- [Problem description]: Reproduce exactly the lines below, starting with the line that contains "point_to MUST place one pin on each instance of the leafy" and ending with the last line of the records, both included, and nothing else.
--- begin ---
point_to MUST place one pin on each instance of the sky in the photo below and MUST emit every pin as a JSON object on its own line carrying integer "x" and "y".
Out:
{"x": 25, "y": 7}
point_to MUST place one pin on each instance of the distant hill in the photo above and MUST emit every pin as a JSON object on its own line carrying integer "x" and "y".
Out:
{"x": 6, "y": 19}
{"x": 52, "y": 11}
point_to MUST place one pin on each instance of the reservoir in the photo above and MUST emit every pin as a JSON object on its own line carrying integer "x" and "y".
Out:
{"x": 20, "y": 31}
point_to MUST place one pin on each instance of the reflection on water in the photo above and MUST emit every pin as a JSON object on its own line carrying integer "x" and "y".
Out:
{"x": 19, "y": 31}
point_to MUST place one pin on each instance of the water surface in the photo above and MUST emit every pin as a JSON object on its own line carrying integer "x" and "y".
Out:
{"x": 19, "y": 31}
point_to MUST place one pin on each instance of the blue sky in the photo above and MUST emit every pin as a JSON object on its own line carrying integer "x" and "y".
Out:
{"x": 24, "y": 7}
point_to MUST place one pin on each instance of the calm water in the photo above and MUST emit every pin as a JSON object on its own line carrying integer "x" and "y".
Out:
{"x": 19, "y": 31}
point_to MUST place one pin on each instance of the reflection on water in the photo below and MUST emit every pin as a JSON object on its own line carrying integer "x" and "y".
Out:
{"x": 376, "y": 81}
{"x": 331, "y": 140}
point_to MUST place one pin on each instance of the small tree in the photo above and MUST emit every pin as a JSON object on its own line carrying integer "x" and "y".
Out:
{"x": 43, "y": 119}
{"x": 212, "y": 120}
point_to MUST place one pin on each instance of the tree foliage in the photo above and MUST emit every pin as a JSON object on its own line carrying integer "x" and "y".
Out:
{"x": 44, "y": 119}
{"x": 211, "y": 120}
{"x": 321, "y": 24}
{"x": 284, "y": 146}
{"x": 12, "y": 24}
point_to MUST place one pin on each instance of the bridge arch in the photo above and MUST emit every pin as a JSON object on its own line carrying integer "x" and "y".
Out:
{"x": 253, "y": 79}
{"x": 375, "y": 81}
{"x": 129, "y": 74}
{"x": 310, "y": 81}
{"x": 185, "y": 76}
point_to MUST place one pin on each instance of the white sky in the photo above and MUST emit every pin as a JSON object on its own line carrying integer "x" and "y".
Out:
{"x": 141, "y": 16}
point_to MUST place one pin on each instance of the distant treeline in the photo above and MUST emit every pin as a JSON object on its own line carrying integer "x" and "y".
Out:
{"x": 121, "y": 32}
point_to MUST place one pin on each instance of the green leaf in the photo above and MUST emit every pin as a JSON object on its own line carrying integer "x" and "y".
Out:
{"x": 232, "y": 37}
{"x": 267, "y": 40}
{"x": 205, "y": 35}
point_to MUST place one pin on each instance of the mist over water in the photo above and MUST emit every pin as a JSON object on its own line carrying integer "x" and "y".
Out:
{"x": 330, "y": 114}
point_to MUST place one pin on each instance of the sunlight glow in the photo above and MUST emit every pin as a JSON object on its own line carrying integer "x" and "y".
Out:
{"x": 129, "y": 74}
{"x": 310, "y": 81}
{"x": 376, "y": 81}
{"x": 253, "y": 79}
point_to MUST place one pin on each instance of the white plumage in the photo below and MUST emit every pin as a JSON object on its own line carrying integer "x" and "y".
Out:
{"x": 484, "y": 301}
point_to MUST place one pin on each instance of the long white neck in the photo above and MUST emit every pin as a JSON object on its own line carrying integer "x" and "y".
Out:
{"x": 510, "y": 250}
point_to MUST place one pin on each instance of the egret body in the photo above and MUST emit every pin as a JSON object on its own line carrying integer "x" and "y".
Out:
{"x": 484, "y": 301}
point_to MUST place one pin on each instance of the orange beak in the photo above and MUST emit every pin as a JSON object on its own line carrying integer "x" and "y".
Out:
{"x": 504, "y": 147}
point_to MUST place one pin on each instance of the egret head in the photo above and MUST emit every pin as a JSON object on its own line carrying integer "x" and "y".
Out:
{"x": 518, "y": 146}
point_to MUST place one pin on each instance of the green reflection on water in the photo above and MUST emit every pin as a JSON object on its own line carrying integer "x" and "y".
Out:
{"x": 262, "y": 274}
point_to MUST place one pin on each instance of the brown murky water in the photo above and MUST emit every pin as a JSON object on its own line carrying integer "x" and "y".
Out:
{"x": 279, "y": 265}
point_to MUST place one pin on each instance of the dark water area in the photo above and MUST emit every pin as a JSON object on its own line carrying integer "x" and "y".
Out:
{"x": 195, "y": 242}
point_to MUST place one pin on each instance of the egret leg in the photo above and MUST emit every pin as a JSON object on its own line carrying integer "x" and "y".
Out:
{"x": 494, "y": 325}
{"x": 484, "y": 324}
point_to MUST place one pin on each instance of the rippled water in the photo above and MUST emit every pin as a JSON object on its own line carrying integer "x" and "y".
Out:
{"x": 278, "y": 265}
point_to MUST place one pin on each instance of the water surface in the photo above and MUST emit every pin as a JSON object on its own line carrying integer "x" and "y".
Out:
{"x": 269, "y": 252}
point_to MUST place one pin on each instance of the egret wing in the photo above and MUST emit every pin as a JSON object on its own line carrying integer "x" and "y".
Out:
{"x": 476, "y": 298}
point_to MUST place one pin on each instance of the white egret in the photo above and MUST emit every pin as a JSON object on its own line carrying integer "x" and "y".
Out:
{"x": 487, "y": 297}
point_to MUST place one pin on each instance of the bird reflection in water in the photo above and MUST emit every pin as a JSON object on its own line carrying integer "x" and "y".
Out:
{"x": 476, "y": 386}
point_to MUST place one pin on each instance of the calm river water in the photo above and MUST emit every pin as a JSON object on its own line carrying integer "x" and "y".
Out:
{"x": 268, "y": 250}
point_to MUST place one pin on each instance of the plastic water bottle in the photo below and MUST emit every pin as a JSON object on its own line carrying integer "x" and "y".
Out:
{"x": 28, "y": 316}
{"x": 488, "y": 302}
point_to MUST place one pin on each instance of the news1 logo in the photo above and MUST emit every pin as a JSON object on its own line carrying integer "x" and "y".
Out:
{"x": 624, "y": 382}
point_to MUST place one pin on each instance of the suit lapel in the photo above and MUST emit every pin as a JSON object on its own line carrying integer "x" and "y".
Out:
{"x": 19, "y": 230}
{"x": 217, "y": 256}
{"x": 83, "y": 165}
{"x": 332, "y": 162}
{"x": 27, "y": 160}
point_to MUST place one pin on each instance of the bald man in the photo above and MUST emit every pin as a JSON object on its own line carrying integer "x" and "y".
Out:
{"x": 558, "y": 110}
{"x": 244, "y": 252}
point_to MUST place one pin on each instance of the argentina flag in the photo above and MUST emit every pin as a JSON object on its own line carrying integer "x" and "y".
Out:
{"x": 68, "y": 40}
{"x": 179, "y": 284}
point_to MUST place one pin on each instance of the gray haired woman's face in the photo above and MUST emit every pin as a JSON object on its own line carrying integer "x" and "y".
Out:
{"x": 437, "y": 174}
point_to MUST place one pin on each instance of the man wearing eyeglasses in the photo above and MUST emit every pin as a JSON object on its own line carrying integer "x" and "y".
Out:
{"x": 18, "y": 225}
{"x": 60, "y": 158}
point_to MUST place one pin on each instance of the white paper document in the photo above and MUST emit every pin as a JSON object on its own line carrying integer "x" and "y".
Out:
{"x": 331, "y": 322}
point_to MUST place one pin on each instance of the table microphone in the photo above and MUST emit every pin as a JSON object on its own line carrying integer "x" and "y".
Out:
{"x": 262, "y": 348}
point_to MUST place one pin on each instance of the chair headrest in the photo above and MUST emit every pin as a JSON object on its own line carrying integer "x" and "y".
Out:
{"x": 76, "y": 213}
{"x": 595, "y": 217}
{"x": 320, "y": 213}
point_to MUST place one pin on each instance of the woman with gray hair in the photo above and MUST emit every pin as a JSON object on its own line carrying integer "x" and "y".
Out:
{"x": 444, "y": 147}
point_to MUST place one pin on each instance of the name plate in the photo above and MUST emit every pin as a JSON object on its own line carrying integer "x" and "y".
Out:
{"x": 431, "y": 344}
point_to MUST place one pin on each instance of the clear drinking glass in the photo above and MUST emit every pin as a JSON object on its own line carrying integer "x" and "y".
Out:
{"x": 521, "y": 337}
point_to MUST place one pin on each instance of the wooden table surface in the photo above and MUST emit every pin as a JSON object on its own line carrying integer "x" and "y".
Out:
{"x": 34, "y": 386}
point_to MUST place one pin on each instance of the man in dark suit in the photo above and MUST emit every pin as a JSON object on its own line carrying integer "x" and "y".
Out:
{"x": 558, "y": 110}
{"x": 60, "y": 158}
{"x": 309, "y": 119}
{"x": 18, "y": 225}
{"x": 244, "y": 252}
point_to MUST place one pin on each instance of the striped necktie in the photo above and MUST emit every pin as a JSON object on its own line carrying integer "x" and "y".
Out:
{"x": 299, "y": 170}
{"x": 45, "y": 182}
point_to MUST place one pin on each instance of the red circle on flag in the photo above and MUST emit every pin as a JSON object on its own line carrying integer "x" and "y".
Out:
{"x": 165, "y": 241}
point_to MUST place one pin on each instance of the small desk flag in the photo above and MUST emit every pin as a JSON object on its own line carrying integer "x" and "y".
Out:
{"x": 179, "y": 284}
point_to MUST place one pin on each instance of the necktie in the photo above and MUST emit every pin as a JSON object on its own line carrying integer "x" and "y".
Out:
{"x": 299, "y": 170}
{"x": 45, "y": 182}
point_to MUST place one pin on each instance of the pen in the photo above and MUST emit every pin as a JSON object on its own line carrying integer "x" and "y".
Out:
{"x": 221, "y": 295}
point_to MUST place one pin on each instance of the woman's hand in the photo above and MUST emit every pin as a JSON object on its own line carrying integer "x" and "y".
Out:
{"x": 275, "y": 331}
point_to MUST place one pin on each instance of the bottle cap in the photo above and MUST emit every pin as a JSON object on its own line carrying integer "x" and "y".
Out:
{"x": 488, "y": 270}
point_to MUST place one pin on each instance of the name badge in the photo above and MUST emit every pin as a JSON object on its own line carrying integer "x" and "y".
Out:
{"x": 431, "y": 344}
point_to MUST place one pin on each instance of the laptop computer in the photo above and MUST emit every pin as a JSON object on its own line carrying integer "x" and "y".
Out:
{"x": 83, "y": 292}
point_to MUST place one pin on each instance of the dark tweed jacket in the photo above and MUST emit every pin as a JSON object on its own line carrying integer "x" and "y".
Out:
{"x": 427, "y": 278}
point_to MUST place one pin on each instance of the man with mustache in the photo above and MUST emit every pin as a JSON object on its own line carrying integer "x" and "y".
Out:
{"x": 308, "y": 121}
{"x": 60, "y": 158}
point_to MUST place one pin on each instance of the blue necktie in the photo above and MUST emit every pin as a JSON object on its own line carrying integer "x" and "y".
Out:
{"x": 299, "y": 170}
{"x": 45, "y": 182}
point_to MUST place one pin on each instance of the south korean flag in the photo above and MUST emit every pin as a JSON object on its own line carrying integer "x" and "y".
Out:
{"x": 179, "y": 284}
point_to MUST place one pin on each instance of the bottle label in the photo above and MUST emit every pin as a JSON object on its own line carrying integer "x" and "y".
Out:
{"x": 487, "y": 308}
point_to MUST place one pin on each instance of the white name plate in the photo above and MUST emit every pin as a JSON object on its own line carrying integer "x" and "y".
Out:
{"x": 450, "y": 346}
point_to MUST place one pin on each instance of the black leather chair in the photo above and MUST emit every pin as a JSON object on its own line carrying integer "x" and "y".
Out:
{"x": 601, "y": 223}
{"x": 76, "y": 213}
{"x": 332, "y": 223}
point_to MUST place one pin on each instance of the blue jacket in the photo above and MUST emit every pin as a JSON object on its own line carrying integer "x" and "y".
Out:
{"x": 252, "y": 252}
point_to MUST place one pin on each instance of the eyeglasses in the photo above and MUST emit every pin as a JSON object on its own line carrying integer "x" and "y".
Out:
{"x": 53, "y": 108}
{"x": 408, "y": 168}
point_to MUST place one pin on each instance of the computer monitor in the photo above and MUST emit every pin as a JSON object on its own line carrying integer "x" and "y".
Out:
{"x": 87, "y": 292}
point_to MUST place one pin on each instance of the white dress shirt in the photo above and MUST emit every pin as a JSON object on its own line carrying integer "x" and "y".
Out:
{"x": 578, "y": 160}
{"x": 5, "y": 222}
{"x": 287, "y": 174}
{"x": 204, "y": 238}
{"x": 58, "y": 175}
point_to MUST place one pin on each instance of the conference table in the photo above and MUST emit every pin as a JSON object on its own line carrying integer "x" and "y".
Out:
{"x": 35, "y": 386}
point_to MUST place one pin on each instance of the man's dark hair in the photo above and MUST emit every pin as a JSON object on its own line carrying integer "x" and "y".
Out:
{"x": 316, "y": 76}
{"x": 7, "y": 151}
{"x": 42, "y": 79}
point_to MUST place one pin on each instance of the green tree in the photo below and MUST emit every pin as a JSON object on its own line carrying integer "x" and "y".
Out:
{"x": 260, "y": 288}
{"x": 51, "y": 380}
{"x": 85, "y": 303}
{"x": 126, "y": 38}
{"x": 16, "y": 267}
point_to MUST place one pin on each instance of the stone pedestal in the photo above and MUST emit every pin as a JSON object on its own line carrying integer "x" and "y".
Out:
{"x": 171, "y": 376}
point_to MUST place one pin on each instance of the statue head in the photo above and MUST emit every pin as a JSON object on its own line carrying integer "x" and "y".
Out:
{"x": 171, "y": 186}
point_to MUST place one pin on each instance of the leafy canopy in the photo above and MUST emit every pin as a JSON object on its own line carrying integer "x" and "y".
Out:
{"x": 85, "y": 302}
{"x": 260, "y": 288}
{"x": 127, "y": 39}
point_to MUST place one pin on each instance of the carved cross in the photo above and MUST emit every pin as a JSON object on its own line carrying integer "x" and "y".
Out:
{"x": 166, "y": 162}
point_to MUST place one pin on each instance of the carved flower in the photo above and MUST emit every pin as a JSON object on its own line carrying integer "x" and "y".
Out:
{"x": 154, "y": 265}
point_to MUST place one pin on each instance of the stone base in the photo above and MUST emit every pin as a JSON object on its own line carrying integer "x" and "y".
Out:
--- end ---
- [Solution to the exercise]:
point_to MUST place one pin on each instance of the leafy canopy in the photo above and MUST emit every pin as a JSON object on its own line carrying integer "x" and "y".
Out:
{"x": 85, "y": 302}
{"x": 260, "y": 288}
{"x": 127, "y": 39}
point_to MUST place one pin on each instance of the carved cross in the photo above and MUST emit every pin as a JSON object on its own line carrying integer "x" and "y".
Out:
{"x": 166, "y": 162}
point_to MUST place one pin on each instance of the carved flower in the photo above and MUST emit every pin as a JSON object on its own line carrying integer "x" and "y".
Out:
{"x": 154, "y": 265}
point_to MUST place one pin on each instance of the stone base in the photo above and MUST emit every pin as a JSON object on its own line carrying integer "x" and "y".
Out:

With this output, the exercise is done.